— Text extract —
# He Called Me the "B" Word...



## YinPrincess (Jul 31, 2011)

Yesterday ended poorly... We had an okay day, then he became agitated and snippy towards the evening. I took it until I had enough and o calmly asked him what was bothering him... He went off. He was tired and stressed out and here I am turning his world upside down. He made two references out of the blue about me looking like "trailer trash" (I was in my pajamas), and then he said it. I'm a b**** because I'm bothering him (trying to figure out what's wrong). Needless to say he was on the couch for the night, and the dogs slept with me in the room. I was so hurt I couldn't even speak to him. The next morning he apologized, but I am stubborn and can't really acknowledge that he is sorry. Just livid that he could attack me like that when I just wanted to help with whatever was bothering him. That kind of treatment really isn't helping me regain trust in him. In fact, if he thinks I'm a b**** then he can move out as far as I'm concerned. I'm really in a funk where I can't seem to get enough space right now... 
_Posted via Mobile Device_


----------



## Rob774 (Sep 27, 2010)

What did we discuss the other day about respect???

He is showing you continued signs of mental / emotional abuse. He is taking all his frustration on you... because he can. At this point he's becoming nothing more than a bully. This is NOT how a person who loves you treats you. LIke i said to you a few days ago... he is showing you what he is when he's at his worst. You are not being fair to yourself, thinking that's okay to stick around... just for his best. To me, the negative far outweighs the positives. You are really setting yourself up for further harm. Like i mentioned, to i've been with my wife 14 years, married 12, and i've never even used profanity in her presence, he shouldn't get an okay for this, just because he had a bad day.


----------



## southern wife (Jul 22, 2011)

I would recommend to stop approaching him with "what's wrong?" If he's already in a bad mood, then hearing "what's wrong" is only going to make him worse, as it did.

— Input material —
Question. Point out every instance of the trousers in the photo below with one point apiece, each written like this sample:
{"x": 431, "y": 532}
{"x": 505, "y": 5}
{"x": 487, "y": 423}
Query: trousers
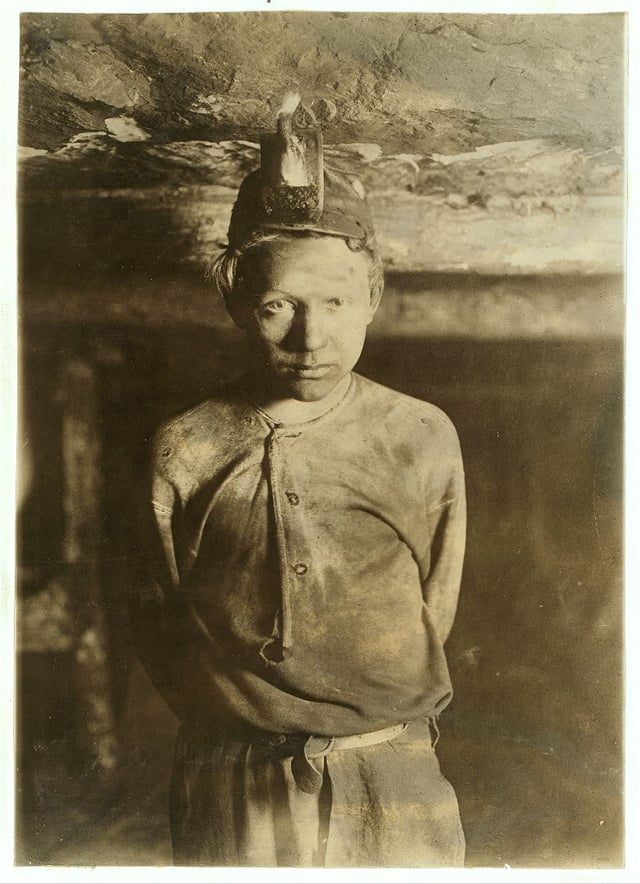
{"x": 237, "y": 802}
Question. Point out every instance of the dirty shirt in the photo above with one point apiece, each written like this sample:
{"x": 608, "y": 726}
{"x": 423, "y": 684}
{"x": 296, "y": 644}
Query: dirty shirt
{"x": 303, "y": 578}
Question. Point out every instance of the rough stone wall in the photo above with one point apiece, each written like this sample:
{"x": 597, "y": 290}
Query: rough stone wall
{"x": 487, "y": 143}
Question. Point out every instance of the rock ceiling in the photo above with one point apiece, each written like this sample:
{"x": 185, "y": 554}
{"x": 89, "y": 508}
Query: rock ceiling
{"x": 486, "y": 142}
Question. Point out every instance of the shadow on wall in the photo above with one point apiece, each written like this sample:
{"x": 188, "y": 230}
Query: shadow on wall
{"x": 532, "y": 740}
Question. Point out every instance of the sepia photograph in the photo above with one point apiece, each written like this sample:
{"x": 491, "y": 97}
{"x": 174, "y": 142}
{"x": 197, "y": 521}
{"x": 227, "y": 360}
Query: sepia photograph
{"x": 319, "y": 509}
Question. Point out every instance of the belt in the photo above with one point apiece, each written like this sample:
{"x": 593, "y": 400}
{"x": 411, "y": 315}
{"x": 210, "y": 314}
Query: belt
{"x": 308, "y": 764}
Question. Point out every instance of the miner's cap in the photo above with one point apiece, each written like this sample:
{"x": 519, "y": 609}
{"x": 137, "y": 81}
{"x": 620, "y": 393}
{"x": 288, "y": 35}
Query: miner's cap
{"x": 294, "y": 190}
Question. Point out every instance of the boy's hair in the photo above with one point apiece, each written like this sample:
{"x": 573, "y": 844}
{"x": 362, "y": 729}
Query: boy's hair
{"x": 226, "y": 270}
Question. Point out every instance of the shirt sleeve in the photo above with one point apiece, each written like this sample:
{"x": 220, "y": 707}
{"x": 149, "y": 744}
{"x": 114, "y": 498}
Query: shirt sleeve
{"x": 164, "y": 631}
{"x": 447, "y": 527}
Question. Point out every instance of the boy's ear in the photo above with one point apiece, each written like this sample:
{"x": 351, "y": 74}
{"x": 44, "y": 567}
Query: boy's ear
{"x": 374, "y": 302}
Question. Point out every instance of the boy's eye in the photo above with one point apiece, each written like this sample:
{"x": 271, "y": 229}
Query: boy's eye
{"x": 276, "y": 307}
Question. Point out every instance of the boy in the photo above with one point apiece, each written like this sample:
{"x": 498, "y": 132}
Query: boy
{"x": 306, "y": 536}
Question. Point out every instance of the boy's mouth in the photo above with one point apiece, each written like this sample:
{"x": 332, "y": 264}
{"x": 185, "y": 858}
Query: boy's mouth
{"x": 309, "y": 370}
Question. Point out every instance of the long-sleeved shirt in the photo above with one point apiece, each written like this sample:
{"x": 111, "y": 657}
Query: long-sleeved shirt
{"x": 303, "y": 578}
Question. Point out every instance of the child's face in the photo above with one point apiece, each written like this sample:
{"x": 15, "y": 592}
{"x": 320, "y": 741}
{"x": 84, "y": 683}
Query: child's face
{"x": 305, "y": 313}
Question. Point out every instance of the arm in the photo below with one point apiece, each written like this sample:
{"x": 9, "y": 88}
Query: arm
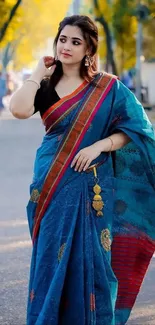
{"x": 85, "y": 156}
{"x": 22, "y": 101}
{"x": 114, "y": 142}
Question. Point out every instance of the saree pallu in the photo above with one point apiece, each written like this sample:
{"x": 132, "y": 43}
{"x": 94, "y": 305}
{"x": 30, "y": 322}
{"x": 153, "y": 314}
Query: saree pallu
{"x": 88, "y": 269}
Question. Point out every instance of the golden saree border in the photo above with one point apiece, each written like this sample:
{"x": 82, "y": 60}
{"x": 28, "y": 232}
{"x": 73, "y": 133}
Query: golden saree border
{"x": 63, "y": 100}
{"x": 54, "y": 124}
{"x": 71, "y": 143}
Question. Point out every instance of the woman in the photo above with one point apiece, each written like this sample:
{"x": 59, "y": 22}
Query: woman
{"x": 93, "y": 187}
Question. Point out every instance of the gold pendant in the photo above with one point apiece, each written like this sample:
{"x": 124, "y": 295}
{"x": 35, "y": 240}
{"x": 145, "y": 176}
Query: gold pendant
{"x": 97, "y": 203}
{"x": 106, "y": 239}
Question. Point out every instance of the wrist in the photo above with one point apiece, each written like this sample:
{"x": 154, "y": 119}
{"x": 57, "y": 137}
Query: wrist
{"x": 105, "y": 145}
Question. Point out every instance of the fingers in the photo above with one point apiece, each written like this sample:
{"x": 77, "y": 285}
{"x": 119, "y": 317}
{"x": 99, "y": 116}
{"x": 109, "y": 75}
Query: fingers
{"x": 80, "y": 163}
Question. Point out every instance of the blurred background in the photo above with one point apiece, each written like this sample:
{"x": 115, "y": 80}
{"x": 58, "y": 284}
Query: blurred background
{"x": 27, "y": 29}
{"x": 126, "y": 39}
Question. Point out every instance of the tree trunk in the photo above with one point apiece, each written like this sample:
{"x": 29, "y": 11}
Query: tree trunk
{"x": 110, "y": 54}
{"x": 6, "y": 24}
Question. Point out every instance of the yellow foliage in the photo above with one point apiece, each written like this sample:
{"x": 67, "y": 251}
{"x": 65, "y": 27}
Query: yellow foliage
{"x": 37, "y": 21}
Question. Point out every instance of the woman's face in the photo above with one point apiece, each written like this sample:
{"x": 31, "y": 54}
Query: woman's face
{"x": 71, "y": 46}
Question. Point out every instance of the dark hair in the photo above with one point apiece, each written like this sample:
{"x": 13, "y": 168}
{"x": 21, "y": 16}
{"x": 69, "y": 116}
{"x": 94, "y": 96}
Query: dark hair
{"x": 90, "y": 34}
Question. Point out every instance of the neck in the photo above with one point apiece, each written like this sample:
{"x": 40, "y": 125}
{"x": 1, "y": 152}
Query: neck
{"x": 71, "y": 71}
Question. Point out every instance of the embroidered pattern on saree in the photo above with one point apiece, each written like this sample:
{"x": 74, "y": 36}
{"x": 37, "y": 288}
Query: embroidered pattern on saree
{"x": 71, "y": 143}
{"x": 106, "y": 240}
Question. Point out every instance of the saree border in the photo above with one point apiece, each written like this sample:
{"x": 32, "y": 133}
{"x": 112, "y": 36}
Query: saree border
{"x": 71, "y": 143}
{"x": 63, "y": 100}
{"x": 61, "y": 117}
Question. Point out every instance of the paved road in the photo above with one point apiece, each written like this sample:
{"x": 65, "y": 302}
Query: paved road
{"x": 18, "y": 142}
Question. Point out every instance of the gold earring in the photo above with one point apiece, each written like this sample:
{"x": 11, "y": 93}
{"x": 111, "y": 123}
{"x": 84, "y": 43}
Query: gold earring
{"x": 87, "y": 61}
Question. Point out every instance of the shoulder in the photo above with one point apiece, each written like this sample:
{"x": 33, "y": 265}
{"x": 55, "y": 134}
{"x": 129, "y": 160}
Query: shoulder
{"x": 44, "y": 84}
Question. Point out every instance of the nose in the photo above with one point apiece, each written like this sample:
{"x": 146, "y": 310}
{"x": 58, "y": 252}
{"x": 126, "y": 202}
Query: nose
{"x": 67, "y": 46}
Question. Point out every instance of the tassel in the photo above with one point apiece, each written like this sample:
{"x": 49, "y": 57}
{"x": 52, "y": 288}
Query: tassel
{"x": 97, "y": 203}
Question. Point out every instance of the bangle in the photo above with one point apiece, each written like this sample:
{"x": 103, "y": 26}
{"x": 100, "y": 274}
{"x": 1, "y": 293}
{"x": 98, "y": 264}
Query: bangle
{"x": 111, "y": 144}
{"x": 37, "y": 83}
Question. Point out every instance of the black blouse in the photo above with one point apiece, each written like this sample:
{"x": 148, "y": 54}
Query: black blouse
{"x": 45, "y": 98}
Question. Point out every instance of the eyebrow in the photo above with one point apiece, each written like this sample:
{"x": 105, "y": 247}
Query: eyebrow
{"x": 74, "y": 38}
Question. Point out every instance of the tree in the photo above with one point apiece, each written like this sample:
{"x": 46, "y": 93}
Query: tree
{"x": 11, "y": 15}
{"x": 103, "y": 15}
{"x": 29, "y": 31}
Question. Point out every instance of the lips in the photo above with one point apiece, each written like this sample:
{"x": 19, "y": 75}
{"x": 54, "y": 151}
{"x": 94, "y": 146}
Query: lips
{"x": 66, "y": 54}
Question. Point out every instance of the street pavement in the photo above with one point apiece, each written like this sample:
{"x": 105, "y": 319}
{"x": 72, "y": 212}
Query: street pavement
{"x": 18, "y": 142}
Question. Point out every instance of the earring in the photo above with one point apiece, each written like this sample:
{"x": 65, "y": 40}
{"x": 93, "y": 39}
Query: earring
{"x": 87, "y": 61}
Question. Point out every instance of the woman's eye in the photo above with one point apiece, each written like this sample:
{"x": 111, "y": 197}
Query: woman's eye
{"x": 62, "y": 40}
{"x": 76, "y": 43}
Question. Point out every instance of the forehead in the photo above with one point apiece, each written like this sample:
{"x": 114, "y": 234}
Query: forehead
{"x": 72, "y": 32}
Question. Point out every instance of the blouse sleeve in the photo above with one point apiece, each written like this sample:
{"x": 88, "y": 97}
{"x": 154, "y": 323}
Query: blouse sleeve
{"x": 39, "y": 97}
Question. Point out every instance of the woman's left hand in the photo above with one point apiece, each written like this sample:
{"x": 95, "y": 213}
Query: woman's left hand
{"x": 85, "y": 156}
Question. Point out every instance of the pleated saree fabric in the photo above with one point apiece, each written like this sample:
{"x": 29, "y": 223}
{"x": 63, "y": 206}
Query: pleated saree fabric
{"x": 88, "y": 269}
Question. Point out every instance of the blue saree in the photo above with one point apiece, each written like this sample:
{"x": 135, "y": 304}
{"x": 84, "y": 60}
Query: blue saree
{"x": 88, "y": 269}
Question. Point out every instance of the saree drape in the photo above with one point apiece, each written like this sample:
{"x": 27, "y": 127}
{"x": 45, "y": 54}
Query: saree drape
{"x": 87, "y": 269}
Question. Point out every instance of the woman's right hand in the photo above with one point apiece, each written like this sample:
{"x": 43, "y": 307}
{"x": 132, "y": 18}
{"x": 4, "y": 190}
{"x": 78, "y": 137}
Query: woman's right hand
{"x": 45, "y": 67}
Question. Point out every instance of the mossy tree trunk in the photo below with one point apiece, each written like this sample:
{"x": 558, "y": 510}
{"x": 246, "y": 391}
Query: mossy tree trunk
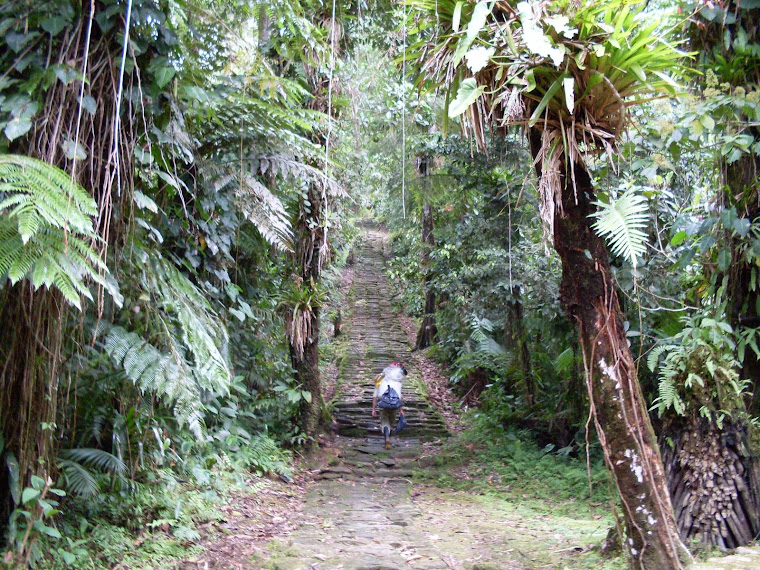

— Jobs —
(a) Reproduce word for word the part of the forum thread starting at "I would recommend" and ending at "worse, as it did.".
(b) Shift the rows starting at the line that contains "Question. Point out every instance of the saree drape" and ending at the last row: give every line again, requests included, with 10 added to each coordinate in the answer points. Leave the pictures out.

— Task results —
(a)
I would recommend to stop approaching him with "what's wrong?" If he's already in a bad mood, then hearing "what's wrong" is only going to make him worse, as it did.

(b)
Question. Point out every instance of the saree drape in the photo above with one point apiece, each written like this sample:
{"x": 27, "y": 127}
{"x": 45, "y": 54}
Query: saree drape
{"x": 97, "y": 279}
Question. Point out every instance of the woman's right hand in the photo above with one point apiece, each written like this sample:
{"x": 43, "y": 307}
{"x": 132, "y": 18}
{"x": 4, "y": 190}
{"x": 78, "y": 137}
Query: woman's right hand
{"x": 55, "y": 77}
Question. Point out every instance of the mossy tree trunk in the photo below with one point apiece, each written like this sample:
{"x": 558, "y": 510}
{"x": 246, "y": 391}
Query: mossy tree trunk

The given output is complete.